● The problem:
Pull out each line in the material below that contains the word "pixels".

::::

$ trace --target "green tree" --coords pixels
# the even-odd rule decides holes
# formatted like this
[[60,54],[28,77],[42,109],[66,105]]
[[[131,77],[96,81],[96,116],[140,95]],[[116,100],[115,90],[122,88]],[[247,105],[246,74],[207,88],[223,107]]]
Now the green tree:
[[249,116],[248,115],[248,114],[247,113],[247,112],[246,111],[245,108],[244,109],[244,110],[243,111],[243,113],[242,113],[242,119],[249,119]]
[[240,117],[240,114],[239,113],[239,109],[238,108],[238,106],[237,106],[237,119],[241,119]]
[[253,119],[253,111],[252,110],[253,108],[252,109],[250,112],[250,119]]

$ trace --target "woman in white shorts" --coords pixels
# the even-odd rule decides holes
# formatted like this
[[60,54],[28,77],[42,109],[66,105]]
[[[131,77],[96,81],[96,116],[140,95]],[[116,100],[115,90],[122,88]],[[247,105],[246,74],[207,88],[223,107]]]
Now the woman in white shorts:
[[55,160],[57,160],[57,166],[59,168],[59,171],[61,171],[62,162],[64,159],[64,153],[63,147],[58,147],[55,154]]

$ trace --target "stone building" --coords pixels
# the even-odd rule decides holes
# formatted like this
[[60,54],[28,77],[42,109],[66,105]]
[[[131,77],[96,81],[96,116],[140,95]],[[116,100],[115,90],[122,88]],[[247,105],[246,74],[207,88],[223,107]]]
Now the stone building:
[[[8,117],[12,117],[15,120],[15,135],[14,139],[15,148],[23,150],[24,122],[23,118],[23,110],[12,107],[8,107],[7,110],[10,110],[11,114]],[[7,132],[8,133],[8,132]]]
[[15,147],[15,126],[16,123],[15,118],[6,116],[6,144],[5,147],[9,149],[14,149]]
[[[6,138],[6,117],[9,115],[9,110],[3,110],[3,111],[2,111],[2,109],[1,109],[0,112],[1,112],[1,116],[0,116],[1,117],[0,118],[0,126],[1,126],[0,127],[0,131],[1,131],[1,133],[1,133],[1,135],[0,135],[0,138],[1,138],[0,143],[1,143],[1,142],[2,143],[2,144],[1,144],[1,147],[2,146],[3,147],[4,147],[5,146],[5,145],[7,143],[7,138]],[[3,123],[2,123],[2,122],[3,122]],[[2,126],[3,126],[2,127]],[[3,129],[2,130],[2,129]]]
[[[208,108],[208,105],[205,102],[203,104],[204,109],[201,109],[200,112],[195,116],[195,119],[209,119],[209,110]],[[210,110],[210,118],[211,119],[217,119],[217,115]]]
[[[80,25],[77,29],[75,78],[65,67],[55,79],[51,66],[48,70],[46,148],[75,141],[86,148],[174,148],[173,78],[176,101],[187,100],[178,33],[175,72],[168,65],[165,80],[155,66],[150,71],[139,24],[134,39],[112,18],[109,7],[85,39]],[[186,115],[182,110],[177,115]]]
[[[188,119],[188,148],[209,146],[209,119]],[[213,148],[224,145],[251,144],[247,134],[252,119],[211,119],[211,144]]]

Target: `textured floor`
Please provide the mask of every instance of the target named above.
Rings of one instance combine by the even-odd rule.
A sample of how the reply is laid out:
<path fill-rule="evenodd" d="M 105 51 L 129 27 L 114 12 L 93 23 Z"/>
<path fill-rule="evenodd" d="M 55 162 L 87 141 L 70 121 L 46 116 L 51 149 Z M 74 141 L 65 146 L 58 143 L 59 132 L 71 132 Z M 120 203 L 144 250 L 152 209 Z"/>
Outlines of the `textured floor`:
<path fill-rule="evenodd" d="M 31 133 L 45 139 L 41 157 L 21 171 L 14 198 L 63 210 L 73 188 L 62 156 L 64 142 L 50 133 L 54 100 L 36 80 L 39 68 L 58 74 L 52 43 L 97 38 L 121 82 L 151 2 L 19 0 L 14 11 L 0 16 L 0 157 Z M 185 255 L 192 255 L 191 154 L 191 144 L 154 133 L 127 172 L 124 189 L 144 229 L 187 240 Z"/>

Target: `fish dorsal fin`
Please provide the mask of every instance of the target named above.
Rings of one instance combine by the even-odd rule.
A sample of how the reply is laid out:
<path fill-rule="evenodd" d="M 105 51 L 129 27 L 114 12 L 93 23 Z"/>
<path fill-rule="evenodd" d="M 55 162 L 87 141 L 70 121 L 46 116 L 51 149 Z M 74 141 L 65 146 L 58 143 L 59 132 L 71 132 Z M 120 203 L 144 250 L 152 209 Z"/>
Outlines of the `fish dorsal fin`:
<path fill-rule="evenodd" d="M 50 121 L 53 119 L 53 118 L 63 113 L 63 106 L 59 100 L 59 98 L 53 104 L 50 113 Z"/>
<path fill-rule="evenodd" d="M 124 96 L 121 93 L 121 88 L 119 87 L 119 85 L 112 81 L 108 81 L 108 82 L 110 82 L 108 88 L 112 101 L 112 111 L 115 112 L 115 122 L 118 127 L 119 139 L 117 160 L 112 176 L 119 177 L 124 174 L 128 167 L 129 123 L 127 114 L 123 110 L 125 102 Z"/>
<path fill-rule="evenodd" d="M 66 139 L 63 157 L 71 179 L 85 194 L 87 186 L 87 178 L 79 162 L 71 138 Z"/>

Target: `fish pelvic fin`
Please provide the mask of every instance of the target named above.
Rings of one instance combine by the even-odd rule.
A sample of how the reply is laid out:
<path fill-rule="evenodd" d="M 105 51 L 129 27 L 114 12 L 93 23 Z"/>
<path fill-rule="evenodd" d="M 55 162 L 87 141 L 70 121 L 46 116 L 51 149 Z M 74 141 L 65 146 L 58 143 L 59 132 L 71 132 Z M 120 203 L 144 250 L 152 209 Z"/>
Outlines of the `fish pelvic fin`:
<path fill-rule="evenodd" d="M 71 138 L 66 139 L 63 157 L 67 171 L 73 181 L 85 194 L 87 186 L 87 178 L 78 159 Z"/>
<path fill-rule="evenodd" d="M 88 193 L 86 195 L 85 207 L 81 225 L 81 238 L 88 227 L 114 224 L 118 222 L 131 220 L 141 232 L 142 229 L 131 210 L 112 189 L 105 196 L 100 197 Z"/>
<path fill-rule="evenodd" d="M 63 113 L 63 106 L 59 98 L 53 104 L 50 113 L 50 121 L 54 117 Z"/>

::::

● Task solution:
$ trace --target "green tree" --coords pixels
$ trace --target "woman in white shorts" --coords pixels
$ trace --target "stone building" --coords pixels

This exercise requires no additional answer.